▶ **Document segment**
<<<<
Dr. Opoku Ware Ampomah — Chief Executive Officer, Korle Bu Teaching Hospital
Dr. Opoku Ware Ampomah — Chief Executive Officer, Korle Bu Teaching Hospital

Gas explosion accounts for 35% burns cases at Korle Bu

Thirty-five per cent of burns cases on admission to Korle Bu Teaching Hospital are caused by gas explosions, the Chief Executive Officer (CEO) of the hospital, Dr Opoku Ware Ampomah, has disclosed. 


He said those cases of burns occurred due to improper use of domestic liquified petroleum gas (LPG).

He said even though domestic LPG cylinders were not supposed to be kept indoors, it had been proved that members of the public usually kept them indoors.

He said what was even worse was when people put stones on the regulator instead of servicing them properly in case of leakages.

Dr Ampomah said this as a call to action for domestic fire safety and paediatric burn prevention campaign initiated by the Public Health Alliance International Ghana (PHAIG).

The campaign, among others, is aimed at reducing the incidence of paediatric burns, promoting awareness of child safety and paediatric burn management, as well as raising funds to support paediatric burns patients in the country.
>>>>
▶ **Extracted entries**
<<<<
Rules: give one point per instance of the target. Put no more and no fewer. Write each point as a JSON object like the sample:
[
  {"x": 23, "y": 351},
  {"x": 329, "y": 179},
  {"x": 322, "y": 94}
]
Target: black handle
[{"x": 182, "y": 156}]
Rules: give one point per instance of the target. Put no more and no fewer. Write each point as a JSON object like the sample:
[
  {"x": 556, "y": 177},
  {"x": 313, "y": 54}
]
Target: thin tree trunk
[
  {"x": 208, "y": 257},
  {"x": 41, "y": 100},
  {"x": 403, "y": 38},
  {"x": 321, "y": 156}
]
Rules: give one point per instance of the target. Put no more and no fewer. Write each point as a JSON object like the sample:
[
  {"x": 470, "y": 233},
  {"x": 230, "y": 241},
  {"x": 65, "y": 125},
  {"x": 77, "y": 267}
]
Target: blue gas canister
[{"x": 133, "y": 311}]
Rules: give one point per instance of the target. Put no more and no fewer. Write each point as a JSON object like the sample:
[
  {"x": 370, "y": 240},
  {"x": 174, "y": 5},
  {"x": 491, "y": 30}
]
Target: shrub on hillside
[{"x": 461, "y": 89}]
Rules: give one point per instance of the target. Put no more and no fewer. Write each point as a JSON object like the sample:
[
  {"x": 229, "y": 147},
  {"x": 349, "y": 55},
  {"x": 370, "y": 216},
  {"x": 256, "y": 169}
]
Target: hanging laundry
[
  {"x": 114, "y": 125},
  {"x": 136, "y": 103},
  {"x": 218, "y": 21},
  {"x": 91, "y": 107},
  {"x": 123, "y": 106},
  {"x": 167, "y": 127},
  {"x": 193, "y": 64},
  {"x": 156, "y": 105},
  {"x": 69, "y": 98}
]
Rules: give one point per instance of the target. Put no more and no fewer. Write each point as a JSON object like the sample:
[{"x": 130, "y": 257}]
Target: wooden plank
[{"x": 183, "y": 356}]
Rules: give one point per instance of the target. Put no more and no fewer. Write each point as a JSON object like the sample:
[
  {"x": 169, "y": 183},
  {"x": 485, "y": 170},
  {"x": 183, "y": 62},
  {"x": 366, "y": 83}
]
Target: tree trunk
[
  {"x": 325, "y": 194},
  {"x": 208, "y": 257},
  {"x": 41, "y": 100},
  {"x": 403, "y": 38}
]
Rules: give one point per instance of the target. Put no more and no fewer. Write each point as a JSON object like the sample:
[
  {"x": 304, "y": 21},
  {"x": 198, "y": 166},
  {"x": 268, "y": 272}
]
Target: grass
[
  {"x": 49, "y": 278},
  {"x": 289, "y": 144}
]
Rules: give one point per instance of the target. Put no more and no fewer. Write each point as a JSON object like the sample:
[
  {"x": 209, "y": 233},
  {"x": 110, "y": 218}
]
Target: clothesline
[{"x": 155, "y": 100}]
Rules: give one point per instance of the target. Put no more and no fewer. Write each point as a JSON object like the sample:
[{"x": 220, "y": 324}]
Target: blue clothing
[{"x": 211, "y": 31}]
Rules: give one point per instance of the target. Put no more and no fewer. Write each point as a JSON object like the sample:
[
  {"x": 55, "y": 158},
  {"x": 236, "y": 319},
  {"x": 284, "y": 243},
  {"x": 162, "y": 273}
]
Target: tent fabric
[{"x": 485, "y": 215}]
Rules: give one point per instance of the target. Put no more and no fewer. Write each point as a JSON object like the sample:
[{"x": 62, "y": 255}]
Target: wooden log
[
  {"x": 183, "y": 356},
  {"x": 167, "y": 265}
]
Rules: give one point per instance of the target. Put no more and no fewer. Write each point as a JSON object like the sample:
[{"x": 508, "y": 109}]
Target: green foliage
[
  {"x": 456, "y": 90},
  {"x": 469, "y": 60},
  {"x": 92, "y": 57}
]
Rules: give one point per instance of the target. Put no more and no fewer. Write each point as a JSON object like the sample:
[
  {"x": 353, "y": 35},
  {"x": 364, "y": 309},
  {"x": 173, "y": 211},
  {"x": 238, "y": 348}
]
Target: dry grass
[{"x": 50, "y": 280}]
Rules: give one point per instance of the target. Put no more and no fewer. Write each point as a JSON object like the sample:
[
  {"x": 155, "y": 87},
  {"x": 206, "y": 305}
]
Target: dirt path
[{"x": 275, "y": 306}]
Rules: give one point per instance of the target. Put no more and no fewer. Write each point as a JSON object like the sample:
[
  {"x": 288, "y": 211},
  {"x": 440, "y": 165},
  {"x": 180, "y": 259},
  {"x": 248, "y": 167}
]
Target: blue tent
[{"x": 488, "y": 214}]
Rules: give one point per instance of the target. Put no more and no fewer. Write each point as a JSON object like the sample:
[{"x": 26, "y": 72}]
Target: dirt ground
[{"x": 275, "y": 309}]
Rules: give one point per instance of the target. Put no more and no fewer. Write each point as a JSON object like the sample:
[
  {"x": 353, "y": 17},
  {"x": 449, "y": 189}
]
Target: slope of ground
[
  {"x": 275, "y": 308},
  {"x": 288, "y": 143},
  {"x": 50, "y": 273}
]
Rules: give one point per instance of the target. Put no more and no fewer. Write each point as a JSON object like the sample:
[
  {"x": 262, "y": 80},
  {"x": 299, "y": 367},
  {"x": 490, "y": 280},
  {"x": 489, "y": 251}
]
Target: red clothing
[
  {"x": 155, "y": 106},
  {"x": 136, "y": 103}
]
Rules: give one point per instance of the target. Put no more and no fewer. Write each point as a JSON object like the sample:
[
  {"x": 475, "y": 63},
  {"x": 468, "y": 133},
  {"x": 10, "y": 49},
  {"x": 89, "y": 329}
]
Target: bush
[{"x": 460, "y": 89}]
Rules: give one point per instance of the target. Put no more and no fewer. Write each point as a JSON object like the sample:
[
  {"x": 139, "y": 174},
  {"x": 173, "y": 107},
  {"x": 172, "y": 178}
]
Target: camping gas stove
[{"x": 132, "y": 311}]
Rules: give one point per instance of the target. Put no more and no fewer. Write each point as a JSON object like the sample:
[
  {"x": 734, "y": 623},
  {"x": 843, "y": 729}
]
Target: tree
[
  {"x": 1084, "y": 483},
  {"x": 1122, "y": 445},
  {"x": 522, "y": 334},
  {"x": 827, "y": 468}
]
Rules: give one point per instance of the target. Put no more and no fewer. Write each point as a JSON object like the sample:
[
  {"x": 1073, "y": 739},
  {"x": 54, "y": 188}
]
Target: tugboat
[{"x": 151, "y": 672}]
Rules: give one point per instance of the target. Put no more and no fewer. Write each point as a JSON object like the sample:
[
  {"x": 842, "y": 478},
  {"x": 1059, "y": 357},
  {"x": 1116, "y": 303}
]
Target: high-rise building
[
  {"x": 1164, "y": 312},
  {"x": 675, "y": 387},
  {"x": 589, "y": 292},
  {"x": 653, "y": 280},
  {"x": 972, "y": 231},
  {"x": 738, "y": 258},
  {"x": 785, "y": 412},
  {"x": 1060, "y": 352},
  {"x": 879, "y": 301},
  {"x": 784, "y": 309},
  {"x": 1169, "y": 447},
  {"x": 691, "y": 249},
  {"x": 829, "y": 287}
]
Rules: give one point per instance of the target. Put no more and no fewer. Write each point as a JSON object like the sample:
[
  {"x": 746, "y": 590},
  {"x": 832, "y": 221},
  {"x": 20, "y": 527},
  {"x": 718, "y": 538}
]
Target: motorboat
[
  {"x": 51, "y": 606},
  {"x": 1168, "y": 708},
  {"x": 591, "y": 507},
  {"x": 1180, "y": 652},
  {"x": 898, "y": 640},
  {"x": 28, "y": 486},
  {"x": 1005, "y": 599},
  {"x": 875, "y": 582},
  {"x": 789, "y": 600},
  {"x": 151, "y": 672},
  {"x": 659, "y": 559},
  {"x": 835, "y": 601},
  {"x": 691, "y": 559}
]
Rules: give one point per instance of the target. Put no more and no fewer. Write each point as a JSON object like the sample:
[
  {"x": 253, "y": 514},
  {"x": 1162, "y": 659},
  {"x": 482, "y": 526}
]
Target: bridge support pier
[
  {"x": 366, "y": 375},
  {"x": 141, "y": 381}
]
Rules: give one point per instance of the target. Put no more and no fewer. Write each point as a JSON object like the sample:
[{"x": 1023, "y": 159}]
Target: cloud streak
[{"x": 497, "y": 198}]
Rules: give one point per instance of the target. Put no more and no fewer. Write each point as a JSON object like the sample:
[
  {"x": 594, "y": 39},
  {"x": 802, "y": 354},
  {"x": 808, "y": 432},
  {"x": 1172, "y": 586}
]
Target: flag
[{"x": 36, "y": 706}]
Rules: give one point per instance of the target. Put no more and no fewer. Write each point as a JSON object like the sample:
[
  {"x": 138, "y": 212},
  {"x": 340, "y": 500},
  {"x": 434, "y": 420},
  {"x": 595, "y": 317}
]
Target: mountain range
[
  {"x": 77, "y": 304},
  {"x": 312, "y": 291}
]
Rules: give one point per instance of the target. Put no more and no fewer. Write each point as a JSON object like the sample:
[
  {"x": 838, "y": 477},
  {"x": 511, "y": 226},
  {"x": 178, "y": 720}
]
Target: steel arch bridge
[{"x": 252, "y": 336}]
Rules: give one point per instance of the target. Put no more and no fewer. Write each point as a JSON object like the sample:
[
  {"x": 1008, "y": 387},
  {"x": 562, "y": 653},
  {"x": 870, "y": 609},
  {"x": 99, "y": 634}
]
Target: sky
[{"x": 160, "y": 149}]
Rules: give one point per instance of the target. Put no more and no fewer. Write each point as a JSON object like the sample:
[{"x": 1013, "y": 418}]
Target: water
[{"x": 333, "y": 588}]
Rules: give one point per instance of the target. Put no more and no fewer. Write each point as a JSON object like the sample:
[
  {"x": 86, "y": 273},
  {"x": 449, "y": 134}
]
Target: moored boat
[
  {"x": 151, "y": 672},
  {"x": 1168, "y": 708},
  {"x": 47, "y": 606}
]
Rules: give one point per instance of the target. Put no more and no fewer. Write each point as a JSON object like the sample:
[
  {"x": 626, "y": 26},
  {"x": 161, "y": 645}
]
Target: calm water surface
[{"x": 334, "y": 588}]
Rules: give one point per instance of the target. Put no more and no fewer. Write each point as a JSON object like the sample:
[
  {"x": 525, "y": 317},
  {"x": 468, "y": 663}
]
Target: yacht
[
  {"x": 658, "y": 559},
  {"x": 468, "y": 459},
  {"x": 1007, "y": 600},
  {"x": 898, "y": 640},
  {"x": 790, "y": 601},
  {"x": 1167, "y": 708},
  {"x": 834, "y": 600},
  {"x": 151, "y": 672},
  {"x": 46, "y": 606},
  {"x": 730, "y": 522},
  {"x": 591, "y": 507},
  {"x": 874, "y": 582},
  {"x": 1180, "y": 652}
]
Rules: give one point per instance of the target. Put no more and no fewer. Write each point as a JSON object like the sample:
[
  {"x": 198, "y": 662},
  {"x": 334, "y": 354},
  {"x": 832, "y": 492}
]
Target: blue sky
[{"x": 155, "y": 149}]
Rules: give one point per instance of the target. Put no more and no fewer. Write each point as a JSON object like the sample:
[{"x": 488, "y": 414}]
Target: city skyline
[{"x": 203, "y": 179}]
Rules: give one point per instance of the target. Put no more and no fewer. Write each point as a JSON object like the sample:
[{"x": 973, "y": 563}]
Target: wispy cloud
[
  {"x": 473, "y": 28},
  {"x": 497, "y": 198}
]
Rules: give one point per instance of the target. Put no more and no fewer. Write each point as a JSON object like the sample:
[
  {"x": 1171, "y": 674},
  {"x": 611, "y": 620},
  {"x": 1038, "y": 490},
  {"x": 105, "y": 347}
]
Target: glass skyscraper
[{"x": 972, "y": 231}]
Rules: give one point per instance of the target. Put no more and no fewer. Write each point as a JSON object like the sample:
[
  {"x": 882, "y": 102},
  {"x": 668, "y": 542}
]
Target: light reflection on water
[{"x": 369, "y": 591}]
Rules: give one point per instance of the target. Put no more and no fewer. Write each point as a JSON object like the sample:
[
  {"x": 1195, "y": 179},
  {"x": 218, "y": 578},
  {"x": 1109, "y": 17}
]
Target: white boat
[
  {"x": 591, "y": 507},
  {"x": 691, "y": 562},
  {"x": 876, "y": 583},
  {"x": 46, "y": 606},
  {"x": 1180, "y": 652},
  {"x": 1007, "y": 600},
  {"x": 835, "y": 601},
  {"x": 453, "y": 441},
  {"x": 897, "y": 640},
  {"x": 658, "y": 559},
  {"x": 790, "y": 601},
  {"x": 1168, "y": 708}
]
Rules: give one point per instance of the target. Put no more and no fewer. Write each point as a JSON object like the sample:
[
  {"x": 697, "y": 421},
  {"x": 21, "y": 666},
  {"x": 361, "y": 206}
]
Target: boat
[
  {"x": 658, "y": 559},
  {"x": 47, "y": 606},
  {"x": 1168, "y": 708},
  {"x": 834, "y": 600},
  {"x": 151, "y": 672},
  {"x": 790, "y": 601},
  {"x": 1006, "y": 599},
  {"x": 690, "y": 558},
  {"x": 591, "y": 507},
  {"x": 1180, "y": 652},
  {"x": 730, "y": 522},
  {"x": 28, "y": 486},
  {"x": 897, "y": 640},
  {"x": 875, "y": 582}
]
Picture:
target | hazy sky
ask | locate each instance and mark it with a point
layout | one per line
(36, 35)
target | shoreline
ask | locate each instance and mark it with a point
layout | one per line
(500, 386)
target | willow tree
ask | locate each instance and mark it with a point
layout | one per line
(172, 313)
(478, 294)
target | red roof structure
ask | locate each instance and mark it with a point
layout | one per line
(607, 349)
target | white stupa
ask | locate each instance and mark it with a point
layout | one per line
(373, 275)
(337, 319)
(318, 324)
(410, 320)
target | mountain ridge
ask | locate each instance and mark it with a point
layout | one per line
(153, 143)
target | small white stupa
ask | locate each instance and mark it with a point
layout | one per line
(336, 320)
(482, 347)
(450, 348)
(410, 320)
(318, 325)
>>>>
▶ **Questions on the material**
**A.** In the article on gas explosion burns at Korle Bu, rewrite the passage from "Gas explosion accounts" to "case of leakages.", replacing "regulator" with "valve".
**B.** According to the article on gas explosion burns at Korle Bu, why did the gas explosion burns cases occur? Answer in one to three sentences.
**C.** In the article on gas explosion burns at Korle Bu, which organization initiated the domestic fire safety and paediatric burn prevention campaign?

▶ **Results in order**
**A.**
Gas explosion accounts for 35% burns cases at Korle Bu

Thirty-five per cent of burns cases on admission to Korle Bu Teaching Hospital are caused by gas explosions, the Chief Executive Officer (CEO) of the hospital, Dr Opoku Ware Ampomah, has disclosed. 


He said those cases of burns occurred due to improper use of domestic liquified petroleum gas (LPG).

He said even though domestic LPG cylinders were not supposed to be kept indoors, it had been proved that members of the public usually kept them indoors.

He said what was even worse was when people put stones on the valve instead of servicing them properly in case of leakages.

**B.** They occurred because of improper use of domestic liquified petroleum gas (LPG). People usually kept domestic LPG cylinders indoors, though they were not supposed to. Even worse, some put stones on the regulator instead of servicing it properly when it leaked.

**C.** The Public Health Alliance International Ghana (PHAIG).